■ **Excerpt**
=======

If you’re an investor with a long-term view and can weather volatility, valuations in emerging markets look really attractive, according to Laurence Bensafi, deputy head of emerging markets equities at RBC Global Asset Management (UK) Ltd.
“Compared to developed markets,” says Bensafi, “valuations today trade at a discount of about 25%, which is one of the highest discounts that we’ve seen. Over the past few years, developed markets, especially U.S. equities, have been outperforming emerging markets. But over the long term, we still feel emerging markets are a good place to invest.”
Bensafi is one of 10 investment managers that contribute to the five-star rated RBC Emerging Markets Equity fund, led by Philippe Langham. Characteristically the fund is concentrated in approximately 50 of the highest-quality, growth-oriented companies.
Five big themes to watch
The mandate positions itself to manage risk by focusing on five big thematic plays; health and wellness, financial, digitalization, domestic consumption and infrastructure. Bensafi says it’s important to be diversified across five big themes, as well as sub-themes. For example, in infrastructure, sometimes the sector will slow down during a financial crisis, even when there’s a secular need.
Health and wellness continue to be a prominent theme in the portfolio. According to Bensafi, there will be more money spent on health care in the coming years in emerging markets. Among the top holdings, Clicks Group Ltd. (N1C), a pharmaceutical chain in South Africa is favoured for growth in this area. “In South Africa,” says Bensafi, “there is a really big need for more health care spending, and in general, more spending in beauty products and general toiletries.” Clicks meets the criteria of a very well-organized company with high cash flow from investments so they can expand every year and grow robustly. “South Africa is going through a very tough time,” says Bensafi, “but Clicks continues to deliver excellent numbers and take market share because of the quality of the management, the strength of the franchise and its strong stability.”
Another holding, Dr. Reddy’s Laboratories Ltd. (RDY), a pharmaceutical company that offers generic drugs, based in India, is an example of a secular trend globally. “Everywhere,” says Bensafi, “governments struggle with the cost of health care; they’re just too expensive as the population ages. Generic companies, such as Dr. Reddy’s, are doing very well – and have been grabbing a lot of market share, with low-production costs.”
Indian mortgages making double-digits returns
In the financial area, one of the top holdings is Housing Development Finance Corp. Ltd. (HDFC), based in India, held since the beginning of the portfolio. “HDFC,” says Bensafi, “is a bank as well as the biggest mortgage lender in India. India is very underpenetrated when it comes to mortgages. Mortgages represent only about 7% of GDP wherein developed markets it ranges between 50% to 100%, so we’re going to see years and years of growth of mortgages in India.” As well, HDFC benefits from low-cost spending through deposits and is very profitable, growing at about 20% a year.

=======

In the emerging-markets excerpt, why does Bensafi expect years of mortgage growth in India?

(Stored records)
=======

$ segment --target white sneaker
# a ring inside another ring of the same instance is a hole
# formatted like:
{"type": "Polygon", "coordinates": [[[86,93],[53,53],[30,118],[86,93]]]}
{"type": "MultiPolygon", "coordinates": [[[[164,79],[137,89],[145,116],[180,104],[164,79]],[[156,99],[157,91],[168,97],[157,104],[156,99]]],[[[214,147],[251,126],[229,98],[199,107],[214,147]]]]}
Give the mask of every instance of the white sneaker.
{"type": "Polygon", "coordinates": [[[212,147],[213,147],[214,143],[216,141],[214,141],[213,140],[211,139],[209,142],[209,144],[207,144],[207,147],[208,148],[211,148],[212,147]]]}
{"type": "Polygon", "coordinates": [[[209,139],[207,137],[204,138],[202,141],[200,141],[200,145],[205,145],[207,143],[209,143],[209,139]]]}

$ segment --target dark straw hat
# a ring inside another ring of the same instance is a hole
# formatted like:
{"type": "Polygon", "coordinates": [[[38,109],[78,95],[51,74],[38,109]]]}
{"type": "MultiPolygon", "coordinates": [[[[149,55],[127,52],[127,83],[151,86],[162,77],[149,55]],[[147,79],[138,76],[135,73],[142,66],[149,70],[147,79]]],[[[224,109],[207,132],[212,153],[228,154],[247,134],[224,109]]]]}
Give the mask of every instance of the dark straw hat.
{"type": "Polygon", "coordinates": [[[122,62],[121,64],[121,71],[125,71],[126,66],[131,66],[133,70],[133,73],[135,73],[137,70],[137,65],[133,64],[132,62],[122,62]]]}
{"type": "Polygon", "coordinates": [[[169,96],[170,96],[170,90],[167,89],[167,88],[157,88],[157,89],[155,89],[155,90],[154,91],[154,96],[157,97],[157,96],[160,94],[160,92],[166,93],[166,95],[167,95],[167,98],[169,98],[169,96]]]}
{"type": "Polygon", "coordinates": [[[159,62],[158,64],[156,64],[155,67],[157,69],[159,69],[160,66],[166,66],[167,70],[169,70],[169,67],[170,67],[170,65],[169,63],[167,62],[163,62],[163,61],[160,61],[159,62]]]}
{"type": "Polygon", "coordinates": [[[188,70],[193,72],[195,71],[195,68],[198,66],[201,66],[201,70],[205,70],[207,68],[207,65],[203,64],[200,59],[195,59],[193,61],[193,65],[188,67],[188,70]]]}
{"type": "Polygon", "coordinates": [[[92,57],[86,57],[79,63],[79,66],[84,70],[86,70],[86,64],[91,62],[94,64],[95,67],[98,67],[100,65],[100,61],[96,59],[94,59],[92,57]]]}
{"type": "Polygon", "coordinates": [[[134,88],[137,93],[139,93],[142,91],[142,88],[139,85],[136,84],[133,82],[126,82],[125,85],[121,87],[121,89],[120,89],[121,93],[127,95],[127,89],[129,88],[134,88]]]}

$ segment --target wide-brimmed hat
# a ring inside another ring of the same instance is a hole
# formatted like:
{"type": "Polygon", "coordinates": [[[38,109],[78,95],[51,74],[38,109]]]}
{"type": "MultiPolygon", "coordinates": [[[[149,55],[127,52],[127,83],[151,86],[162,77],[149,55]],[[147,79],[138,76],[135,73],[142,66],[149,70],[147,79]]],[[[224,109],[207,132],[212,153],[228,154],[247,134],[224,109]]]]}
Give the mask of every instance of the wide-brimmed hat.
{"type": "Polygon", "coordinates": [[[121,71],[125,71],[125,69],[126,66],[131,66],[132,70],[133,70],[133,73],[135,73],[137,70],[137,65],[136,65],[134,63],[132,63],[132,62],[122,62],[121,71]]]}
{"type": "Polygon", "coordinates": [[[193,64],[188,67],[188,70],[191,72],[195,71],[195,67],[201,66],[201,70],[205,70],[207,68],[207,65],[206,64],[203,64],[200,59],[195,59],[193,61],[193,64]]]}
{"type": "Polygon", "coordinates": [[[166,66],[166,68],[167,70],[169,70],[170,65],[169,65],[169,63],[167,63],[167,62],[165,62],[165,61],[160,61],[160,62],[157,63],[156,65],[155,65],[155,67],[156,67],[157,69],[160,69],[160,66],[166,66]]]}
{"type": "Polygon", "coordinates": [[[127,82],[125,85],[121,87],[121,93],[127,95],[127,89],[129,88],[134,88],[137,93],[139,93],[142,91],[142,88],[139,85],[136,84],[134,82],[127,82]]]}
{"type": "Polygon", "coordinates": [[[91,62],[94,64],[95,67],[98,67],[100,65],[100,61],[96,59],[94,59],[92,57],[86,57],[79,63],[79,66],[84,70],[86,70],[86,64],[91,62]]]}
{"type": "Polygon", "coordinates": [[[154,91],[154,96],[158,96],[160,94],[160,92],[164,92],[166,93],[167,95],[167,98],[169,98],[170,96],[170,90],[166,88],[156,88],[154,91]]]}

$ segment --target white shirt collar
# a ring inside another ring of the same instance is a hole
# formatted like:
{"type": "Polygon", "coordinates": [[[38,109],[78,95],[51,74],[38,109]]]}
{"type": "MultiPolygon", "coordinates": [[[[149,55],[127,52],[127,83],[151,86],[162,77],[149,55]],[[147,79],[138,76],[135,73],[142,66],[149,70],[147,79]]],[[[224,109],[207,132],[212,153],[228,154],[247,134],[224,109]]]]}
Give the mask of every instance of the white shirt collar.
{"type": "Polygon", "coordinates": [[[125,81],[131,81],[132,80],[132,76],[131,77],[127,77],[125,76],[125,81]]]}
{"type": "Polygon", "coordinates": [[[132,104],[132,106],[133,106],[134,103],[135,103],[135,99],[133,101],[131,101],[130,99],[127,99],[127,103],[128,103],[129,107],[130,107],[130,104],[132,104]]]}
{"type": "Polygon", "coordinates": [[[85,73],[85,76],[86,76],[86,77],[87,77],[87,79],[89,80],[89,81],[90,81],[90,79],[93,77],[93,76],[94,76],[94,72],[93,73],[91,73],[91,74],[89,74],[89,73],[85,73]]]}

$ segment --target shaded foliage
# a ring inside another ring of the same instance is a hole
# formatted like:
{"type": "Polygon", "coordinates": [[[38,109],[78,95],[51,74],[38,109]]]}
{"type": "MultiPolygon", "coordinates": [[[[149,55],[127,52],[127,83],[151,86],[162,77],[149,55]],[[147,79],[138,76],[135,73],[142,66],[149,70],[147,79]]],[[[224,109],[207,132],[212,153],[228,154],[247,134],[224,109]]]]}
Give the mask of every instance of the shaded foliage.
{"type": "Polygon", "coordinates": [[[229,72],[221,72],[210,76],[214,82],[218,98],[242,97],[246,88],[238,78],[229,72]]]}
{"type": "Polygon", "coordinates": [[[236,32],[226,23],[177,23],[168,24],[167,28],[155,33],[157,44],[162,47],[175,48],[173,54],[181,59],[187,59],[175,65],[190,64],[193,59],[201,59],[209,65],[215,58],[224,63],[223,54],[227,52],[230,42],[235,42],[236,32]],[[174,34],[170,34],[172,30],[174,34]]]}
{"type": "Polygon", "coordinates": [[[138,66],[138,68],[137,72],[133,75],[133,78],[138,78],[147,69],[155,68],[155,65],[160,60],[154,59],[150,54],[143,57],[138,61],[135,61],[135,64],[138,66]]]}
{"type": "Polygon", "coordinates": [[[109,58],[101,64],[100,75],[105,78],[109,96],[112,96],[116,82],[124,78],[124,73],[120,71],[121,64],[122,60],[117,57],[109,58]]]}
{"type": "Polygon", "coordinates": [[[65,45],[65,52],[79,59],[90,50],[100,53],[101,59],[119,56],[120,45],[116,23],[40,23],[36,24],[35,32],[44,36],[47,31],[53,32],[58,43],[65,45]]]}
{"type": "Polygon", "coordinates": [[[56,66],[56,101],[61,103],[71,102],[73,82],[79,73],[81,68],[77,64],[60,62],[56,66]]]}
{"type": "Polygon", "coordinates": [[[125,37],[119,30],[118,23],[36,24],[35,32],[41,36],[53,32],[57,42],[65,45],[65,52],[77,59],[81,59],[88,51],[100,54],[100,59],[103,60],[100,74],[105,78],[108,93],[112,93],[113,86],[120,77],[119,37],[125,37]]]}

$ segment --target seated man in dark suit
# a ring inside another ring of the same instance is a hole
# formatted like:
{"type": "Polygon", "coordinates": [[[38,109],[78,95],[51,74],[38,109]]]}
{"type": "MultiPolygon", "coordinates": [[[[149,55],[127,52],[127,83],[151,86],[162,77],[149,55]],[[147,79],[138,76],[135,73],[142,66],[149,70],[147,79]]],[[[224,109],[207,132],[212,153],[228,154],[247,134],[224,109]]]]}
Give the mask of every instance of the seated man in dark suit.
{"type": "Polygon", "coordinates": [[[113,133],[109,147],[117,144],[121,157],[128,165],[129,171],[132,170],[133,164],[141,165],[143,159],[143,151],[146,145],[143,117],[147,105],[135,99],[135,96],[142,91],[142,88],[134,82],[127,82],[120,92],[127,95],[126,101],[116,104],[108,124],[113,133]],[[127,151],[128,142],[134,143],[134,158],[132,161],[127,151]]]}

=======

■ **Response box**
India is very underpenetrated in mortgages. They represent only about 7% of GDP, while in developed markets they range between 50% and 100%.